Return the count of lines in the records that include the string "below", and nothing besides it.

[Dataset extract]
_ _ _ _

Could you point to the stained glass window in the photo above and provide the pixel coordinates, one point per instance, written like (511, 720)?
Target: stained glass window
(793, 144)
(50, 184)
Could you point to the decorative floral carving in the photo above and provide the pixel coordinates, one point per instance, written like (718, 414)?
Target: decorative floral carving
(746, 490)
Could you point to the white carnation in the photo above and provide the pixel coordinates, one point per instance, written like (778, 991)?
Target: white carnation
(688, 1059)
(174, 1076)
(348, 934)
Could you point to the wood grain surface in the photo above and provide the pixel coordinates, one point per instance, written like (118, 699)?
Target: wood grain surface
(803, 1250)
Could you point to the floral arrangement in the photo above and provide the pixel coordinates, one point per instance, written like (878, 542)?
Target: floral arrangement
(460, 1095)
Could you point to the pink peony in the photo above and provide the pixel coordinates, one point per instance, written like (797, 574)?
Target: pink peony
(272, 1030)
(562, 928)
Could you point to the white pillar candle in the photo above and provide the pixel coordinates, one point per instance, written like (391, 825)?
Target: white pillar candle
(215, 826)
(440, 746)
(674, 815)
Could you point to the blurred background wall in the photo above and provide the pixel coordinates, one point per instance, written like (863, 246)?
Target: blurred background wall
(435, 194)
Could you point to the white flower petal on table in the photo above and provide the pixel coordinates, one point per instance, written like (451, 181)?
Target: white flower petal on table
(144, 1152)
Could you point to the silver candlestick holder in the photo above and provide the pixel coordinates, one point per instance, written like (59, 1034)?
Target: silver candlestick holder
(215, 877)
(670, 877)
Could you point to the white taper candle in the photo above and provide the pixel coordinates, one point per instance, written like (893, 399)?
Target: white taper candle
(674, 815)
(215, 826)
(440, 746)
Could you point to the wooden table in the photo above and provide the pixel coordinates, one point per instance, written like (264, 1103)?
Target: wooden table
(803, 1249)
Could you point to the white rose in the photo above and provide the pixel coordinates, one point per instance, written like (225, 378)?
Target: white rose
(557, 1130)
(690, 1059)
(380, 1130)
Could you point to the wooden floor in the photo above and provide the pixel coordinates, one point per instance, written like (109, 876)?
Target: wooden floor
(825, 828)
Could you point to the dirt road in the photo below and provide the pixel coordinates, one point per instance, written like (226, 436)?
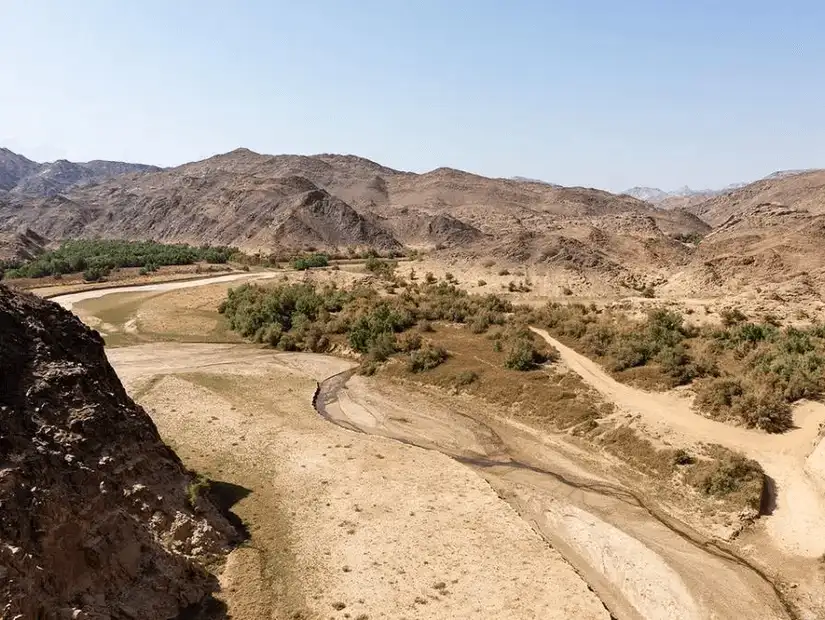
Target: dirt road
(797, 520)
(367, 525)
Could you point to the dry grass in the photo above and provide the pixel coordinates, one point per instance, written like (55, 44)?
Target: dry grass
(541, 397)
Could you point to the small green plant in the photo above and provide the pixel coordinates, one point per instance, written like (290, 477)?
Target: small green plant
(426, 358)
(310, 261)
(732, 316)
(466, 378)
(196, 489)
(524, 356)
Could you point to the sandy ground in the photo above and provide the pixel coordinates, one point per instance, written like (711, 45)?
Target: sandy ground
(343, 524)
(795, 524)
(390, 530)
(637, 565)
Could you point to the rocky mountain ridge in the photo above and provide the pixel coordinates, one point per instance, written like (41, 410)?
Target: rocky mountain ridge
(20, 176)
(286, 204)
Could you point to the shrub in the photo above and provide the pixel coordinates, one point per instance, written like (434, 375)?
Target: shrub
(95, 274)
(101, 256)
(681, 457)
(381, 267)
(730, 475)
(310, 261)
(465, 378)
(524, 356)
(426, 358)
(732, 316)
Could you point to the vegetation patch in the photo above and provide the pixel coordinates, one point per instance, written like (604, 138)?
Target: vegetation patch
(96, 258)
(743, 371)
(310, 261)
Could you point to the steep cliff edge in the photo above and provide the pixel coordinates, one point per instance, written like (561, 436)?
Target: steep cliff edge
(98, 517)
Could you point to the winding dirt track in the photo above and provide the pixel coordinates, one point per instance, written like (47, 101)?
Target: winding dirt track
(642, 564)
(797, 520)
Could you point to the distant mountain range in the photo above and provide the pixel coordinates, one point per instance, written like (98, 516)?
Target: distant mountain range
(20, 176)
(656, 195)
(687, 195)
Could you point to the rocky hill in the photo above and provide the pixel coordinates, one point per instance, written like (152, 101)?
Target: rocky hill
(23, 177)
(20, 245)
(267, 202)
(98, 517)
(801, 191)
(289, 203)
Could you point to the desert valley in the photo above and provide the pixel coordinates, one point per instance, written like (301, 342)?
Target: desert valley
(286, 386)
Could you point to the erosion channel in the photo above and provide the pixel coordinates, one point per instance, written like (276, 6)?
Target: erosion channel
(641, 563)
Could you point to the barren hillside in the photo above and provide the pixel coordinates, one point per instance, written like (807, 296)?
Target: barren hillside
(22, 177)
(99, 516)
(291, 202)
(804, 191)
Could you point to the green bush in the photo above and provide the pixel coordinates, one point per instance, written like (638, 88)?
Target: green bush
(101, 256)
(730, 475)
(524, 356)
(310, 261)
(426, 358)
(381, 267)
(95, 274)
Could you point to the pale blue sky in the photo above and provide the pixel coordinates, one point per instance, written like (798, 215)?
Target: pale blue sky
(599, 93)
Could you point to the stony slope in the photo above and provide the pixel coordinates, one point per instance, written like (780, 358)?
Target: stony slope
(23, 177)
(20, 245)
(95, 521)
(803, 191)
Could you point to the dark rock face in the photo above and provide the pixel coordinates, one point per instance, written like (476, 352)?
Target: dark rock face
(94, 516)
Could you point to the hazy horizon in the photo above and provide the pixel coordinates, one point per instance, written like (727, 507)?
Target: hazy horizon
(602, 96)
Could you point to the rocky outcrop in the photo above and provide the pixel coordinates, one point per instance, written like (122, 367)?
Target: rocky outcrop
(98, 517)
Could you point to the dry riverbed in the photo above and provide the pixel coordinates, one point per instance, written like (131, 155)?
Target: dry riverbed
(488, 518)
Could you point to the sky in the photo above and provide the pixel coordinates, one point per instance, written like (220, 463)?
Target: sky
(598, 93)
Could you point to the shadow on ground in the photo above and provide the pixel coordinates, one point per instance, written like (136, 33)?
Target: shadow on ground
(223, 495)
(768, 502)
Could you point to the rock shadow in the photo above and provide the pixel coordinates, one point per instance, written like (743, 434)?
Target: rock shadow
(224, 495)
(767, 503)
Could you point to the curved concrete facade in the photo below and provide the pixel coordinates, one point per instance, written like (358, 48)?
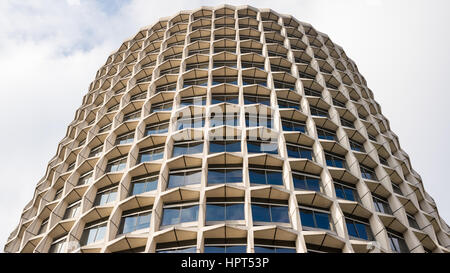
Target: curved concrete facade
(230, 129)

_ _ _ _

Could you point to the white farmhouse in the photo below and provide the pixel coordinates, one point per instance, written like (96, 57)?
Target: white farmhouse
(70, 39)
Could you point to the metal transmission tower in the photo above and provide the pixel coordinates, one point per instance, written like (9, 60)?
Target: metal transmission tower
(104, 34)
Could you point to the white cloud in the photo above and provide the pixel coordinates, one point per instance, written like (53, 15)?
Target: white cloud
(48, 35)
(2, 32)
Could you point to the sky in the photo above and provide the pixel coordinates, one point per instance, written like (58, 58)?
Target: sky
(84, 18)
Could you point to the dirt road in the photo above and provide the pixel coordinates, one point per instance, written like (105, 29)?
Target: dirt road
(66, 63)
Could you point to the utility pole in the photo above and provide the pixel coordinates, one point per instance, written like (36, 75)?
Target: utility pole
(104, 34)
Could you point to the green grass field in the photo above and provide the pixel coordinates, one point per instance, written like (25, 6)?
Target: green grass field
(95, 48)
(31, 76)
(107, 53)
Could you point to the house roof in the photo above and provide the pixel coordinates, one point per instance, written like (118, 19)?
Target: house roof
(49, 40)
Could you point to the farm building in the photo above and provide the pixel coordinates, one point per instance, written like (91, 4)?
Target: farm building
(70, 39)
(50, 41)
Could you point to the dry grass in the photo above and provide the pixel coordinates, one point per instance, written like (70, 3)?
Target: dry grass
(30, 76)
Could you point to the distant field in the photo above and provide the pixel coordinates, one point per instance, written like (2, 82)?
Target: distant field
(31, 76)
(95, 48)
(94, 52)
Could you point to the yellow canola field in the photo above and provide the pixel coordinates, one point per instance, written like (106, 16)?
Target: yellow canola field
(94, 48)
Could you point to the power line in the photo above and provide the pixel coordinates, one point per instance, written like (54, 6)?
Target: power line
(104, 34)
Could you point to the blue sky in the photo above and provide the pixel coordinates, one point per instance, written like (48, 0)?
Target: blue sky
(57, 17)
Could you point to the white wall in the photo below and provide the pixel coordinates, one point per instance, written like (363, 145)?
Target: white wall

_ _ _ _

[Output for this exercise]
4